鈴木伸治の徒然記

永年の牧師、園長を隠退し、思い出と共に現況を綴ります

隠退牧師の徒然記<291>

隠退牧師の徒然記(2013年7月20日〜)<291>
2014年10月6日「泳ぐ世界の水しぶき…」


聖書の言葉
すると、ペトロが答えた。「主よ、あなたでしたら、わたしに命令して、水の上を歩いてそちらに行かせてください」。イエスが「来なさい」と言われたので、ペトロは船から降りて水の上を歩き、イエスの方へ進んだ。しかし、強い風に気がついて怖くなり、沈みかけたので、「主よ、助けてください」と叫んだ。イエスはすぐに手を伸ばして捕まえ、「信仰の薄い者よ、なぜ疑ったのか」と言われた。
(マタイによる福音書14章28-31節)



 キリスト教はクリスマス、イースターペンテコステと三大祝祭日を中心にしながら歩んでいる。これらは聖書に示される信仰の内容であるが、キリスト教の暦の中には生活上の事柄を内容とする記念日がある。「信教の自由を守る日」、「世界祈祷日」、「母の日」、「平和聖日」、「聖徒の日」、「収穫感謝日」等である。三大祝祭日と共に、これらの日を迎えては、それぞれの意義を示されつつ過ごすのである。ところで、これらの記念集会の中には「世界聖餐日」がある。10月の第一主日をその日としている。各教会では聖餐式を大切にしながら歩んでいるが、世界の人々が同じ日に聖餐式に与ること、まさに平和への祈りなのである。聖餐式こそ人々を主の御心に戻すものであり、そういう意味でも、教団総会でも教区総会でも聖餐式を執行している。
 実は、その「世界聖餐日」は私の信仰の出発点なのである。私が洗礼を受けた10月6日は世界聖餐日であった。今年は昨日の10月5日が世界聖餐日であったが、1957年は10月6日が世界聖餐日であった。普通、洗礼を受けるのは三大祝祭日の場合が多い。もちろん祝祭日に関係のない普通の日に洗礼を受けた人もある。しかし、洗礼を受ける場合、祝祭日に合わせることが多いのである。例えば、クリスマスに洗礼を受けるということは、イエス様が世をお救いになるためにお生まれになったのであり、そのイエス様のお救いに与りながら洗礼を受けるのである。イースターにしてもペンテコステにしても、その様な救いの意義があっての洗礼式でもある。それに対して「世界聖餐日」に洗礼をうけた私は、どのような意味があったのであろうか。はっきり言えば何もない。洗礼を決心したのは8月であり、12月のクリスマスまでは間があるので、10月の世界聖餐日にしましょうということになったのである。従って、私が世界聖餐日に洗礼をうけた意義というものは、その後の思いにおいて、とても大事な時であると思うようになっているのである。

▸ 画像アノテーションデータ
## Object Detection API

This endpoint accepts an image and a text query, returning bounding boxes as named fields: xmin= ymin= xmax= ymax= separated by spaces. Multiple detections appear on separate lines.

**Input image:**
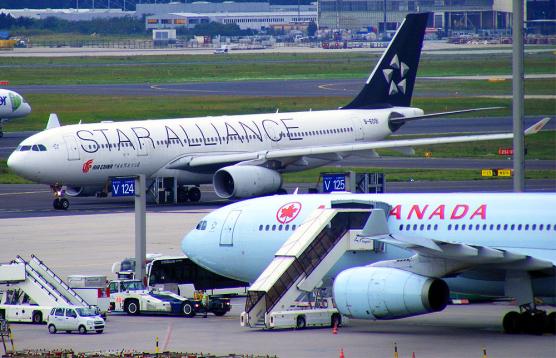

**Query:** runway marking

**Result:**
xmin=149 ymin=85 xmax=231 ymax=93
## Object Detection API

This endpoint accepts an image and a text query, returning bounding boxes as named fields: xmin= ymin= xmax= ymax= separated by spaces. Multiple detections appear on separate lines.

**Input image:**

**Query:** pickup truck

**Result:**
xmin=109 ymin=280 xmax=231 ymax=317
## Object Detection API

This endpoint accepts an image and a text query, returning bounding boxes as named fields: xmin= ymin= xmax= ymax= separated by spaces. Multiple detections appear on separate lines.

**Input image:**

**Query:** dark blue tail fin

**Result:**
xmin=343 ymin=13 xmax=429 ymax=109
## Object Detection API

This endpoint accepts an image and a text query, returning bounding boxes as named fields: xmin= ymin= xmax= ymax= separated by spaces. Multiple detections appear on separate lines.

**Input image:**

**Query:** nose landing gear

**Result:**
xmin=50 ymin=184 xmax=69 ymax=210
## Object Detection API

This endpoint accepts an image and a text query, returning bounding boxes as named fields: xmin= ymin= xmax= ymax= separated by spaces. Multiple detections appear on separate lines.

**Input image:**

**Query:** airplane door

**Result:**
xmin=137 ymin=139 xmax=150 ymax=157
xmin=220 ymin=210 xmax=241 ymax=246
xmin=64 ymin=135 xmax=80 ymax=160
xmin=351 ymin=118 xmax=364 ymax=141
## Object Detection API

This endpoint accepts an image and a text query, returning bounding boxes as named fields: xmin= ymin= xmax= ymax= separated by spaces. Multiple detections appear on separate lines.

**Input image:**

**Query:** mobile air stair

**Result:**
xmin=241 ymin=209 xmax=388 ymax=328
xmin=0 ymin=255 xmax=88 ymax=306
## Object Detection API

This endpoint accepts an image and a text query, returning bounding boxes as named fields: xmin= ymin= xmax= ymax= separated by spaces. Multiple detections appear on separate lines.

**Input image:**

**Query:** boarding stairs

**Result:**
xmin=0 ymin=255 xmax=88 ymax=306
xmin=241 ymin=209 xmax=388 ymax=327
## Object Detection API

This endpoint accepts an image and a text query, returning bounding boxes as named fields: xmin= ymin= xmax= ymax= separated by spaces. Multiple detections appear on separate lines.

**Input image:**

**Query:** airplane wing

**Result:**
xmin=166 ymin=117 xmax=550 ymax=170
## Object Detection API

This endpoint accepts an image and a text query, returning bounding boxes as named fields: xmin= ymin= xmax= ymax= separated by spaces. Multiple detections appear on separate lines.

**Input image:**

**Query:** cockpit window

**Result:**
xmin=16 ymin=144 xmax=46 ymax=152
xmin=196 ymin=220 xmax=207 ymax=230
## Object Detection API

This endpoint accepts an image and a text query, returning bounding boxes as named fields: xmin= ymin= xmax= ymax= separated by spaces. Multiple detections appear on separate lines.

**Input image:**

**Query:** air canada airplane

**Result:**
xmin=181 ymin=193 xmax=556 ymax=333
xmin=0 ymin=89 xmax=31 ymax=138
xmin=8 ymin=13 xmax=544 ymax=209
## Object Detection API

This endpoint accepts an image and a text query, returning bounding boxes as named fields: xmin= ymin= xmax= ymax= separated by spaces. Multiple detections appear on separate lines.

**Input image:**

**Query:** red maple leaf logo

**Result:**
xmin=276 ymin=201 xmax=301 ymax=224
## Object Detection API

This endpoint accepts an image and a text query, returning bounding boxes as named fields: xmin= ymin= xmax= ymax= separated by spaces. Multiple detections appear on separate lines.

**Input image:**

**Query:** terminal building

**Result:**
xmin=318 ymin=0 xmax=555 ymax=33
xmin=141 ymin=1 xmax=318 ymax=30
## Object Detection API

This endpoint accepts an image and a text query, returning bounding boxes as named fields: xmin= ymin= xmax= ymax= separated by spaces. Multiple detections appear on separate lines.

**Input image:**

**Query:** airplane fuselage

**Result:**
xmin=9 ymin=107 xmax=423 ymax=186
xmin=182 ymin=193 xmax=556 ymax=296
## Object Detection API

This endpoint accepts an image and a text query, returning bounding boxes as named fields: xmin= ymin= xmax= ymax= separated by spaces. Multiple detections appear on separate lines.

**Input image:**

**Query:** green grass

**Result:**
xmin=284 ymin=167 xmax=556 ymax=183
xmin=0 ymin=52 xmax=556 ymax=85
xmin=384 ymin=131 xmax=556 ymax=160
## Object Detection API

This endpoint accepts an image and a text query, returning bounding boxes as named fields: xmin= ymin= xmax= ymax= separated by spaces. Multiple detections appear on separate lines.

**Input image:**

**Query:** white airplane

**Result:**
xmin=181 ymin=193 xmax=556 ymax=333
xmin=0 ymin=89 xmax=31 ymax=138
xmin=8 ymin=14 xmax=544 ymax=209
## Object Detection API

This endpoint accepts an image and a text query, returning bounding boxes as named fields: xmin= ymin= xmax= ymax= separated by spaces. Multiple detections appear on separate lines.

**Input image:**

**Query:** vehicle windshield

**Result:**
xmin=122 ymin=281 xmax=145 ymax=291
xmin=75 ymin=308 xmax=97 ymax=317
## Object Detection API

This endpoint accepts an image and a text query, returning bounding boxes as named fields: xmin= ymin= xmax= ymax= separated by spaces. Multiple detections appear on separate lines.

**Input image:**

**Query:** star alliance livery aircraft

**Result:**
xmin=0 ymin=89 xmax=31 ymax=138
xmin=8 ymin=13 xmax=544 ymax=209
xmin=182 ymin=193 xmax=556 ymax=333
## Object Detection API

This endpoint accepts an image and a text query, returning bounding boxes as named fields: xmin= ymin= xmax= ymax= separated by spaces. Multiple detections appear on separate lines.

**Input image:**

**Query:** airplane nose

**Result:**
xmin=7 ymin=152 xmax=20 ymax=174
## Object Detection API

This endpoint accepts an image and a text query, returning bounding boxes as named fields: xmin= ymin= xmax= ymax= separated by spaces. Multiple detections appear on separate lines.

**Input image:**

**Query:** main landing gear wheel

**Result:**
xmin=187 ymin=186 xmax=201 ymax=203
xmin=52 ymin=198 xmax=69 ymax=210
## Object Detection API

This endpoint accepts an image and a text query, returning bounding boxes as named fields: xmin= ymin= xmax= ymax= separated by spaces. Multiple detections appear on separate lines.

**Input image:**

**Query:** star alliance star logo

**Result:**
xmin=382 ymin=55 xmax=409 ymax=96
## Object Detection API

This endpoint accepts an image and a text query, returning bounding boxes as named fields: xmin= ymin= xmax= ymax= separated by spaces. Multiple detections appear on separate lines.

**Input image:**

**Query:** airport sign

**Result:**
xmin=112 ymin=178 xmax=135 ymax=197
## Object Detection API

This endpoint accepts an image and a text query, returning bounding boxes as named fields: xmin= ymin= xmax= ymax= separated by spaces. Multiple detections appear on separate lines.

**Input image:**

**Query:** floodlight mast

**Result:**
xmin=512 ymin=0 xmax=525 ymax=192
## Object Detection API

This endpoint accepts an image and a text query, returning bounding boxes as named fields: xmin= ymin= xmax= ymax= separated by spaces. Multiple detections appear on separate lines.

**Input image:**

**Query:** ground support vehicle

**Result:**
xmin=46 ymin=307 xmax=104 ymax=334
xmin=109 ymin=280 xmax=231 ymax=317
xmin=265 ymin=308 xmax=342 ymax=329
xmin=0 ymin=255 xmax=88 ymax=323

▸ 出題 1
本文の「(マタイによる福音書14章28-31節)」から「会でも聖餐式を執行している。」までを一字一句違えずに書き写せ。
▸ 出題 2
本文によると、筆者が洗礼を受けた1957年の世界聖餐日は何月何日だったか。

▸ 解答 1
(マタイによる福音書14章28-31節)



 キリスト教はクリスマス、イースターペンテコステと三大祝祭日を中心にしながら歩んでいる。これらは聖書に示される信仰の内容であるが、キリスト教の暦の中には生活上の事柄を内容とする記念日がある。「信教の自由を守る日」、「世界祈祷日」、「母の日」、「平和聖日」、「聖徒の日」、「収穫感謝日」等である。三大祝祭日と共に、これらの日を迎えては、それぞれの意義を示されつつ過ごすのである。ところで、これらの記念集会の中には「世界聖餐日」がある。10月の第一主日をその日としている。各教会では聖餐式を大切にしながら歩んでいるが、世界の人々が同じ日に聖餐式に与ること、まさに平和への祈りなのである。聖餐式こそ人々を主の御心に戻すものであり、そういう意味でも、教団総会でも教区総会でも聖餐式を執行している。

▸ 解答 2
10月6日である。